Provided text -

# DIY Reamers



## shred (Apr 12, 2009)

With the discussion of shop made reamers, I found this in my files. I think it's from Colin Binnie-- if anybody has proper attribution, let me know. I've seen the 'type 1' called a 'toolmaker's reamer' elsewhere.


----------



## ozzie46 (Apr 12, 2009)

Thanks Shred, duly noted and filed away for use.

 Ron


----------



## BMyers (Apr 16, 2009)

Thanks ! Really helped today when I needed a 1/8" reamer


----------



## densue (Apr 28, 2009)

This method works very well. Many times I've used it.

Take music wire the size you need and grind it at about 30 deg. on the bench grinder, drill a few thousands under and then use this new reamer. It will usually be within about a half over. It is prooven. usually works with soft metals as aluminum and brass, only a couple of times used it with steel. Excellent with number sizes.


----------



## BMyers (May 11, 2009)

is there a limit as to how big this method will work ?


----------



## steamer (May 11, 2009)

I've made them up to 1/2" with no troubles

The aren't for hogging mind you, but they will bring the hole to size.

Dave


----------



## BMyers (May 11, 2009)

Dave, At 1/2" how much under did you make the hole ?


----------



## steamer (May 14, 2009)

Hi BMeyers,

Sorry for the delay.....

.002 - .005......this tool was never made for hogging!

Here's the procedure.

Drill undersize.

Bore to .002-.005 undersize.  This takes any run-out out.  If you don't do this, the reamer will follow the hole and your finished hole will run-out

Finish with the reamer at slow speed and steady feed. and lubricate as required for the material.

Once I'm through, I stop the lathe.  THEN I retract the tool with the work stopped as I worry it may cut on the way out due to chips getting wedged behind the back of the tool, forcing the cutting edge into the work.

Dave


----------



## BMyers (May 14, 2009)

Dave,
thanks, I made a 12 mm one today. drilled 15/32" then reamed hole in the mill. holed ended up at .472" I am pleased.

Recorded data -
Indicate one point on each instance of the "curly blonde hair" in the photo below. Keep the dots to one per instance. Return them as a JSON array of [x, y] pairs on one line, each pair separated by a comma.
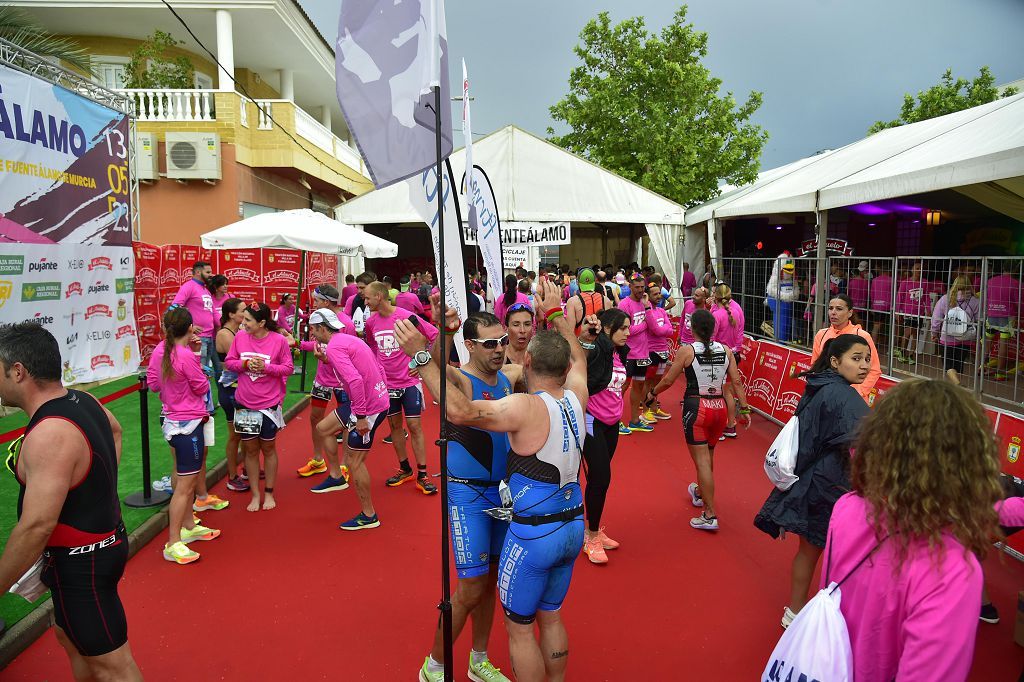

Aim -
Which distinct usernames head the posts in the DIY reamers thread above? List each one once.

Answer to the task -
shred, ozzie46, BMyers, densue, steamer